Selected passage |
--*--

This installation guide documents my standard procedure of a system setup with Fedora. Naturally, everyone will not agree at some point on my way of doing this. Please take this with a grain of salt and use it as a guide to avoid forgetting things, as I do myself.

Rationale

I use my computer all day everyday. After a while I used every application I will ever use and configured upon first usage. The configuration disrupts but the workflow leading to using the application first. To avoid configuration induced disruptions, the configuration could be done upfront. This is a collection of configurations and other steps involved in setting up a new system with Fedora.

Problem Statement

In order to be usable for productive work, a computer has to meet three software-sided requirements:

  • Software that is required needs to be installed.
  • Software that is required needs to be configured.
  • Data that is required needs to be present.

Each of these three components are needed, because each of them would keep the user from productive work:

  • If there is a lack of installed software, the user needs to install that software first, before being productive.

--*--

Set problem | Please continue the Fedora setup guide, starting right after its last sentence. The lines that come after this guide are from a separate source.

Supplied material |
--*--

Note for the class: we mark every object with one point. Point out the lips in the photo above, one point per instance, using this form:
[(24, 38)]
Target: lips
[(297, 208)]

--*--

Written reply |
  • If there is a lack of configuration, the user needs to configure the needed software first, before being productive.
  • If there is a lack of data, the user has to acquire that data, before being productive.

Each of these steps can take considerably amounts of time and effort.

  • Installing software might take long, since it is big (think 200 MB of LibreOffice), fragmented (think 1.6 k LaTeX Packages) or takes long to install (think compiling 3 MB of Haskell for Pandoc).
  • Configuration might take long, since it takes experimentation (think choosing a color scheme), investigation (think building a .bashrc) or is plain tedious (think configuring GNOME on your 10th system).
  • Acquiring data might take long, because it is big (think that long grown company repo at work), distributed (think of the repos for your GNOME-shell extensions) or comes from slow sources (think data from an API).

Approach

The Fedora distribution comes with a reasonable set of software and sane preconfiguration, but without any user data. That narrows the need to install, configure software down somewhat and leaves downloading data open as follows:

  • Building upon the Fedora installation

    • software needs to be kept (nothing to do)
    • software needs to be removed (uninstall)
    • software need to be added (installed)
      • from the official Fedora repos
      • from additional repos
      • from other sources
  • Building upon the packaged configuration

    • configuration needs to be kept (nothing to do)
    • configuration needs to be altered when already present or added to overwrite defaults
      • on the user level (dotfiles, dconf)
      • on the system level (files under /etc/)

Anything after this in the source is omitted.